Task brief:
Reproduce, word for word, the part of the thread on carving while traveling starting with "This year I'm" and going on through "Here's some photos.".

Text block:
# Traveling and carving



## Carvendive (Dec 18, 2018)

First, I'm SO new here that I haven't yet figured out how to search "within" a forum. That said, maybe some of you can share some of your carving specific travel jigs.

This year I'm going to a RV Park in s. Florida where they say they do carving. So I cobbled together a vice jigs that will supply all my needs for my current projects. (Reed and waterleaf molding for a new door for a antique drop front desk and 3 female forms that will support a tabletop.) Here's some photos.

Setup for Reed molding. Basically two anchor points with wedges to keep the elevation index's tight to the reed. Just noticed that the desatco clamp wasn't set. I use them to prevent lateral move.









Here is with my poor man's all position vise.


----------



## Planeman40 (Nov 3, 2010)

I rigged up that exact same water pipe vise for carving. I bolted it to a flat plywood seat to sit on. Anywhere you can sit you can carve.


----------



## Phil32 (Aug 31, 2018)

It looks like you have planned well for carving at the RV park in Florida, or anywhere else in your travels. The RV park will probably have a group meeting space with folding tables & chairs, so anything specialized to carving has to be supplied by the carvers. I have found it fairly easy to adapt my carving to RV travel.


----------



## Carvendive (Dec 18, 2018)

> ... The RV park will probably have a group meeting space with folding tables & chairs, ...
> 
> - Phil32


Hadn't thought about that, they may have nothing suitable to clamp my jig to. I'll call and see what's provided. Thanks for the heads up Phil32!


----------

Data:
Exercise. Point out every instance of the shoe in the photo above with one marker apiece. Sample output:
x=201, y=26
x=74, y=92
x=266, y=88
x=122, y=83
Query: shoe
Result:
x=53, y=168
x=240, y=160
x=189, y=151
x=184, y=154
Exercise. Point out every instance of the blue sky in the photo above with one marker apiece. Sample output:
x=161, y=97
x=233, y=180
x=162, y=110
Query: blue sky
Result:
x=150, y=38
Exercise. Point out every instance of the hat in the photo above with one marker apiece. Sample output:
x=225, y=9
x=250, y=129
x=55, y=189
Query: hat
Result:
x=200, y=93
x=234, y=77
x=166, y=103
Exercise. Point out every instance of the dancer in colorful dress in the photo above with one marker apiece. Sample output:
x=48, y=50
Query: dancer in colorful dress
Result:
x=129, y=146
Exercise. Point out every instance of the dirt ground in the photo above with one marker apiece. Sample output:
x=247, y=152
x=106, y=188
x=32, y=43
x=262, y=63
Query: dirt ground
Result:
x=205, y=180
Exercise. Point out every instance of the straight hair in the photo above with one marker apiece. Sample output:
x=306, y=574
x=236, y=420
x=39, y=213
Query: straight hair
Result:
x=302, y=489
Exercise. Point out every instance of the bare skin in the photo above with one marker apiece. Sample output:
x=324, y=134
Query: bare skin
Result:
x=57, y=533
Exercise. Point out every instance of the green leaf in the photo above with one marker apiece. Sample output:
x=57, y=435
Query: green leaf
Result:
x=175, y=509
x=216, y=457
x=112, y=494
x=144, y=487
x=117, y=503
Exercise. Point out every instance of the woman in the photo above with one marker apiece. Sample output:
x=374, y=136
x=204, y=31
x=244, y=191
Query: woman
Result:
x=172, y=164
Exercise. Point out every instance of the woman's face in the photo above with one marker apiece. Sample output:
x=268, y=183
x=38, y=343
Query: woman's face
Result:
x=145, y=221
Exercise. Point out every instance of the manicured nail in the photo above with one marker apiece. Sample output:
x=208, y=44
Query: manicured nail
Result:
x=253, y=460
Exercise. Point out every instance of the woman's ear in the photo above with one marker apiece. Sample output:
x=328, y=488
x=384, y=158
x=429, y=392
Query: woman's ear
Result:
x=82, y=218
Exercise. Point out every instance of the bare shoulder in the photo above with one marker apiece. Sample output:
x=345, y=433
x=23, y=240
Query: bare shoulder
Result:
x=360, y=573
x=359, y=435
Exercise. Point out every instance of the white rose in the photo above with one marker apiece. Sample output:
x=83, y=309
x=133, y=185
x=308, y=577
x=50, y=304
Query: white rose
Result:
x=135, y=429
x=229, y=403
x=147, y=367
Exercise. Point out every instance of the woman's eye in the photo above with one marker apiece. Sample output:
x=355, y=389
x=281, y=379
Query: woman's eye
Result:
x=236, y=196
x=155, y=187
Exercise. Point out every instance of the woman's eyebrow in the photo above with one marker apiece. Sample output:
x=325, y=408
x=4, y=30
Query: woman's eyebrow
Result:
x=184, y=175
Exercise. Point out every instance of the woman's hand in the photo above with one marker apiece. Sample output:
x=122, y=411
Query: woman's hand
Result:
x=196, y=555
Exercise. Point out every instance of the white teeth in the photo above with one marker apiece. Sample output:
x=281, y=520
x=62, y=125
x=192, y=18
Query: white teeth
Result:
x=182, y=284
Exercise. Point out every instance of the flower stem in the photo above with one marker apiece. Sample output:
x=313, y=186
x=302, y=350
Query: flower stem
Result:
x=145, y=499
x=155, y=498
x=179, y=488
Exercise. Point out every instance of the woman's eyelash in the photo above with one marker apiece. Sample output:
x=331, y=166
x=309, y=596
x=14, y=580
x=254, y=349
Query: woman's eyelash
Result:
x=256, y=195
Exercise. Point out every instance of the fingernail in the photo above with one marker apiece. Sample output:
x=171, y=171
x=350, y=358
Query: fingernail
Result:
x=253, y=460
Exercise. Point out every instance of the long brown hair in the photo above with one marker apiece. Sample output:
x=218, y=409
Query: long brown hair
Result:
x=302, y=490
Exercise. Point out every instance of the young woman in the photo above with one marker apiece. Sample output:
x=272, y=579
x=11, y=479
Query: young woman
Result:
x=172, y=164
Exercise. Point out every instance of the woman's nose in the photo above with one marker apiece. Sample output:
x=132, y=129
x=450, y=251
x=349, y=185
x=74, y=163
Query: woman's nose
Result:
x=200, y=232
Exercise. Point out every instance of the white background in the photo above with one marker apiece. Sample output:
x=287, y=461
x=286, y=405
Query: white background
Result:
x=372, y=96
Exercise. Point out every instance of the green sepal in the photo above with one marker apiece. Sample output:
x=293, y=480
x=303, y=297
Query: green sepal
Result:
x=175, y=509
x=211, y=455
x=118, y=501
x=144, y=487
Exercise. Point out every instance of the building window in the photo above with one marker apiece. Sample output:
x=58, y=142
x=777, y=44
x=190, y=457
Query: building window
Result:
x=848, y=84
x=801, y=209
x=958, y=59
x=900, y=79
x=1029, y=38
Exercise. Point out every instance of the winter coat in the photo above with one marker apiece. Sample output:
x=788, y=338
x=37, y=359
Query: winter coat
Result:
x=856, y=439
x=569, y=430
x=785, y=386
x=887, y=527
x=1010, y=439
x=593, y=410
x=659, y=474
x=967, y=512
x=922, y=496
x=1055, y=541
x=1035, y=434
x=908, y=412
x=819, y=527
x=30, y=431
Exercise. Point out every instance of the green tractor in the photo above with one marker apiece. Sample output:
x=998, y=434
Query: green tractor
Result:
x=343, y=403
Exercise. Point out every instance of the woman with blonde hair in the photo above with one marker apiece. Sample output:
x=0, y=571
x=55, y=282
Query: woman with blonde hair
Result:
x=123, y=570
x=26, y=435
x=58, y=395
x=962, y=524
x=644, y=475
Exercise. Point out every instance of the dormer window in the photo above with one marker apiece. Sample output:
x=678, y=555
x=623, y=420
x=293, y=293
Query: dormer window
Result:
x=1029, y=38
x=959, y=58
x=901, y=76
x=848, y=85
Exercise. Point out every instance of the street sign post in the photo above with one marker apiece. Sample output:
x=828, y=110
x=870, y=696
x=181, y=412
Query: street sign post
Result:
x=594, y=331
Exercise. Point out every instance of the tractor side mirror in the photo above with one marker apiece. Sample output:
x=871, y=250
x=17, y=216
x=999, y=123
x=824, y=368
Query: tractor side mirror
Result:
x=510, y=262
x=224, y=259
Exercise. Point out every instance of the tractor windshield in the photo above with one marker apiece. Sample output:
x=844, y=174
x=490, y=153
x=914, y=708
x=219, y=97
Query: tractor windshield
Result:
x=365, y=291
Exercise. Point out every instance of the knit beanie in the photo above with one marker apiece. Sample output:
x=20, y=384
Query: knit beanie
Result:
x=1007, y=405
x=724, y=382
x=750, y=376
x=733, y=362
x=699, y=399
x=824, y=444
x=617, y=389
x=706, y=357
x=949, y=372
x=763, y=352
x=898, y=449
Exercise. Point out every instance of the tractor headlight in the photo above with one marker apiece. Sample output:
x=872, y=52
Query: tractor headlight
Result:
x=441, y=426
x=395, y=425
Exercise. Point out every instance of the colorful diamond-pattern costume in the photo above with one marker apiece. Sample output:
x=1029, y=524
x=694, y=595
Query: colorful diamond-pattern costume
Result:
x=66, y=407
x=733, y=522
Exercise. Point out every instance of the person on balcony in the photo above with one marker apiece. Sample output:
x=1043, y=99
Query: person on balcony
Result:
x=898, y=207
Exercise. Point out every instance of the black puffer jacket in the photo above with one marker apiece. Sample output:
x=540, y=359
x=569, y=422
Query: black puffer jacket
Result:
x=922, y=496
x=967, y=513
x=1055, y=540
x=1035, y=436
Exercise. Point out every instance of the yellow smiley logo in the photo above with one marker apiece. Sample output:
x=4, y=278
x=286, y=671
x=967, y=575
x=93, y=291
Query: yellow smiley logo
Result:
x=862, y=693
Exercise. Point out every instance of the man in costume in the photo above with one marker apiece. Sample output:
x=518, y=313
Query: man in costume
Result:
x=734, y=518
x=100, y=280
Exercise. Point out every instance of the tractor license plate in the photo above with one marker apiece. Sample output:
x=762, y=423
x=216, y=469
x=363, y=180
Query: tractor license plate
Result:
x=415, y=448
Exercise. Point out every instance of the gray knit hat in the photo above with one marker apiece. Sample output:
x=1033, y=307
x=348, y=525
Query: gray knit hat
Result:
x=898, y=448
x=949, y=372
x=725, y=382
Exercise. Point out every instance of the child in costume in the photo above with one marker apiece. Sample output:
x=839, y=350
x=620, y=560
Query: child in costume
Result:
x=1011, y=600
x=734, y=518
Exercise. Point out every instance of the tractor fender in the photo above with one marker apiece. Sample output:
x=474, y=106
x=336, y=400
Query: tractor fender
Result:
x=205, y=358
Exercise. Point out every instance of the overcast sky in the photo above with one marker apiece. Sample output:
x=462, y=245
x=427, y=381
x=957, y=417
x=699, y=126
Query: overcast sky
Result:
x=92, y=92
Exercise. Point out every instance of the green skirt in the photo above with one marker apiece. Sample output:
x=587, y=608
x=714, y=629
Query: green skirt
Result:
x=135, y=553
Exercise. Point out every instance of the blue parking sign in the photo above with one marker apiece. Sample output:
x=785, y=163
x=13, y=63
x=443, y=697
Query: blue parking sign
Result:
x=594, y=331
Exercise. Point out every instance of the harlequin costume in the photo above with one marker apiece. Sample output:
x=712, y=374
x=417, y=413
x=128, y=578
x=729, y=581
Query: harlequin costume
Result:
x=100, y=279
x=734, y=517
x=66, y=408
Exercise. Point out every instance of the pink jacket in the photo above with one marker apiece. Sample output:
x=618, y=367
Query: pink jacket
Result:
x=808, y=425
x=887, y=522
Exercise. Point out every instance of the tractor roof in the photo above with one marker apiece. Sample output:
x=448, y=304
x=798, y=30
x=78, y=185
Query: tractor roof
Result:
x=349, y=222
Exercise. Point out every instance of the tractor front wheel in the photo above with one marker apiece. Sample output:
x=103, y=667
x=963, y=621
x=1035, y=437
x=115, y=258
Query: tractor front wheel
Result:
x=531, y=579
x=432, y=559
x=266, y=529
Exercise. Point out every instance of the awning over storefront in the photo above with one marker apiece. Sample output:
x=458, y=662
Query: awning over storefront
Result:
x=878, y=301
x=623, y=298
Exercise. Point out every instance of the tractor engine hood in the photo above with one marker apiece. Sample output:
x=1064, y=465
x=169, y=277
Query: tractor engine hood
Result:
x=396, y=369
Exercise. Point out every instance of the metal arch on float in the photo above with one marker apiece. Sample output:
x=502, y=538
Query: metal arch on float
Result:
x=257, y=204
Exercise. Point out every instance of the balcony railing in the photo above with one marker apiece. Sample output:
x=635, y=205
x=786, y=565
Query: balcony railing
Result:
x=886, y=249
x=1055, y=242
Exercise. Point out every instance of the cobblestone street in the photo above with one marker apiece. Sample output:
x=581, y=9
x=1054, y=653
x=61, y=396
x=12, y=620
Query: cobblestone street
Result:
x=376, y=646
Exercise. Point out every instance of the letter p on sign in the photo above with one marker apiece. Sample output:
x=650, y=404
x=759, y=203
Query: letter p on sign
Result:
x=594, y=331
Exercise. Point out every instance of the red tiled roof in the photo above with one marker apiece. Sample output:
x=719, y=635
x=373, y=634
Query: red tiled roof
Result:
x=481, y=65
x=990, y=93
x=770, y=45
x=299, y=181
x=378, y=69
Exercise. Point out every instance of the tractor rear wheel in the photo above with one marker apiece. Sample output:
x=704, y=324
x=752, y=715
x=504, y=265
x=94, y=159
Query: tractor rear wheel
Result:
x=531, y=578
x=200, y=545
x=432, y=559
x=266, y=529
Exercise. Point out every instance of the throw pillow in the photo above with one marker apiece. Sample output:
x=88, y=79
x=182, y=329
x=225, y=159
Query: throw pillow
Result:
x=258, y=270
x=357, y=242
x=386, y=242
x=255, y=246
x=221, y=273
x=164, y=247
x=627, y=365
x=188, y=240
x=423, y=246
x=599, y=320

Finished exercise:
This year I'm going to a RV Park in s. Florida where they say they do carving. So I cobbled together a vice jigs that will supply all my needs for my current projects. (Reed and waterleaf molding for a new door for a antique drop front desk and 3 female forms that will support a tabletop.) Here's some photos.